REQUIRED TASKS:
1. In the article on tighter oversight of local governments, who heads the Financial Stability and Development Committee?
2. What dates and times does the article on tighter oversight of local governments mention, including its own timestamp?
3. In the article on tighter oversight of local governments, can you echo the stretch from "The powers of" through "the statement said." word for word?

QUOTED PASSAGE:
━━━━━━━━━━━━━━━━

Jan 16, 2020 05:56 PM

Local Governments Face Tighter Oversight in Bid to Contain Financial Risks

The new mechanisms will enable the central bank’s regional branches to hold local financial regulators accountable for misconduct.
The new mechanisms will enable the central bank’s regional branches to hold local financial regulators accountable for misconduct.

The powers of provincial-level branches of the People’s Bank of China (PBOC) are set to expand as they take on responsibility for coordinating local financial regulators and have their overall status upgraded, the latest measures in the government’s strategy to rein in financial risks.

The general office of the Financial Stability and Development Committee (FSDC), a cabinet-level body established in 2017 to oversee the various agencies overseeing the financial sector, will set up mechanisms in provincial-level branches of the central bank, according to a statement (link in Chinese) posted on the PBOC’s website on Tuesday. Coordination among local financial regulators will take place through these mechanisms, which will be chaired by the heads of central bank branches, although they will be answerable to the FSDC’s general office, the statement said.

The general office of the FSDC is chaired by PBOC Governor Yi Gang, while the committee itself is headed by Vice Premier Liu He.

The status of some provincial-level central bank branches will also be raised in order to strengthen their authority in the administrative pecking order. Currently, the chiefs of around 20 PBOC provincial-level branches have a status equal to that of a deputy head of a department in a provincial government. Caixin has learned that they will be promoted to the same level as a department head. Under the current hierarchy, it would not be easy for the head of a central bank branch to give orders to other officials with a higher status, including those in the regional offices of the banking and insurance regulator, a regional PBOC official who declined to be identified told Caixin.

━━━━━━━━━━━━━━━━

RECORD EXTRACTS:
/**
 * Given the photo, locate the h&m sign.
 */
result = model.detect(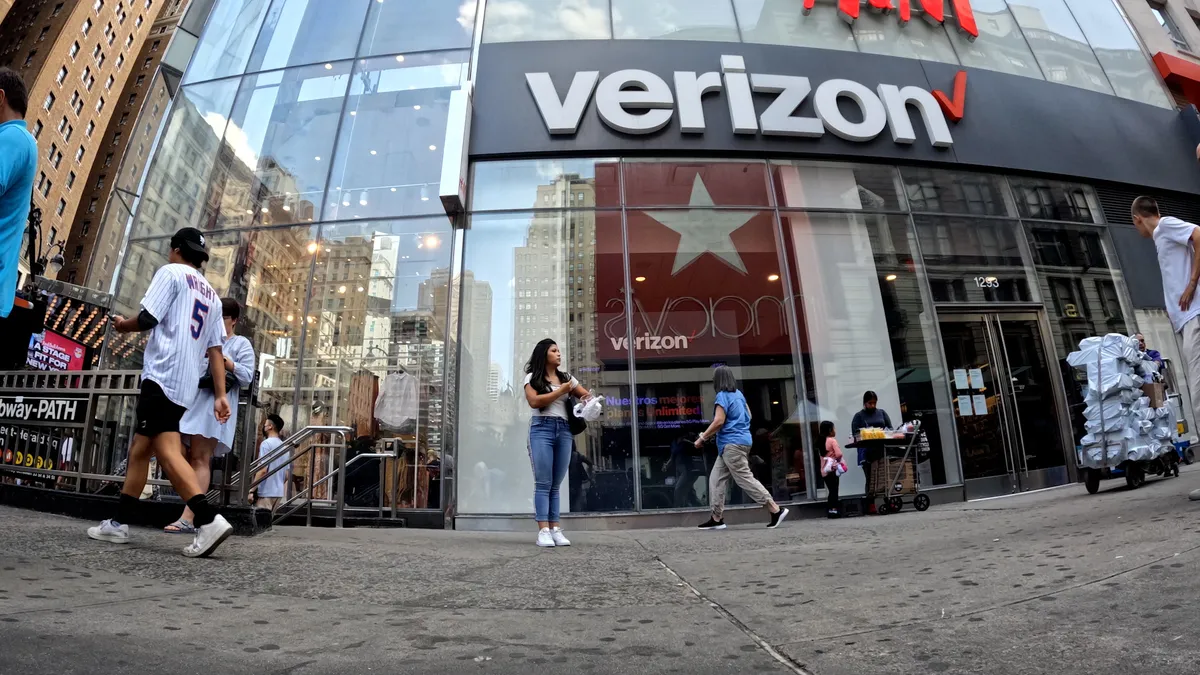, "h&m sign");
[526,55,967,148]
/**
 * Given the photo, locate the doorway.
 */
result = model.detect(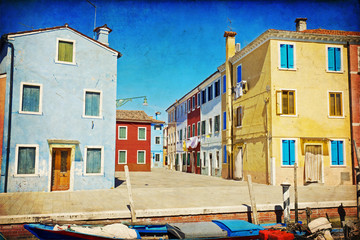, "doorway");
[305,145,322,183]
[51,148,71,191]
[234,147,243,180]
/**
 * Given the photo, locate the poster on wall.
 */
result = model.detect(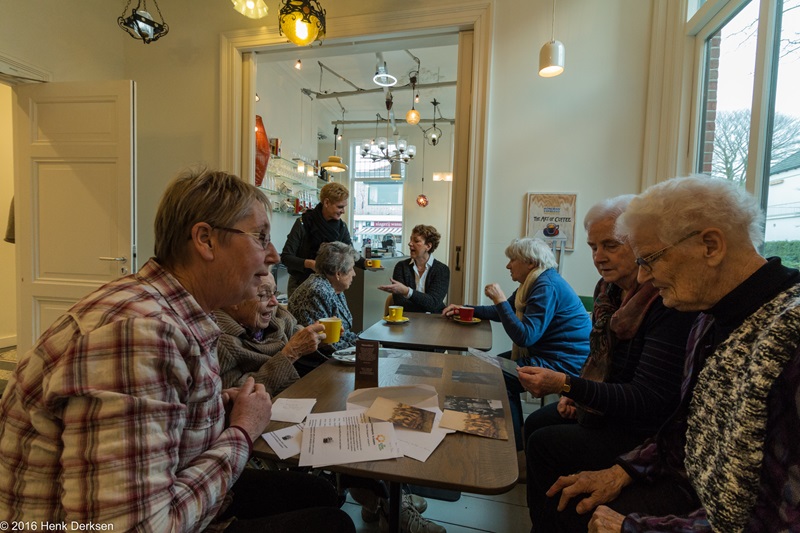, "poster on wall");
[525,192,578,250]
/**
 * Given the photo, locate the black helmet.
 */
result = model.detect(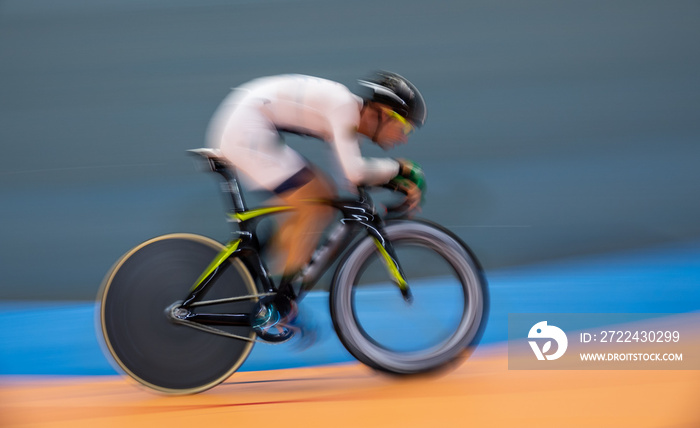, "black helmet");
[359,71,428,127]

━━━━━━━━━━━━━━━━

OUTPUTS FOR THE TASKS:
1. Vice Premier Liu He

2.
- Jan 16, 2020 05:56 PM
- 2017
- Tuesday

3.
The powers of provincial-level branches of the People’s Bank of China (PBOC) are set to expand as they take on responsibility for coordinating local financial regulators and have their overall status upgraded, the latest measures in the government’s strategy to rein in financial risks.

The general office of the Financial Stability and Development Committee (FSDC), a cabinet-level body established in 2017 to oversee the various agencies overseeing the financial sector, will set up mechanisms in provincial-level branches of the central bank, according to a statement (link in Chinese) posted on the PBOC’s website on Tuesday. Coordination among local financial regulators will take place through these mechanisms, which will be chaired by the heads of central bank branches, although they will be answerable to the FSDC’s general office, the statement said.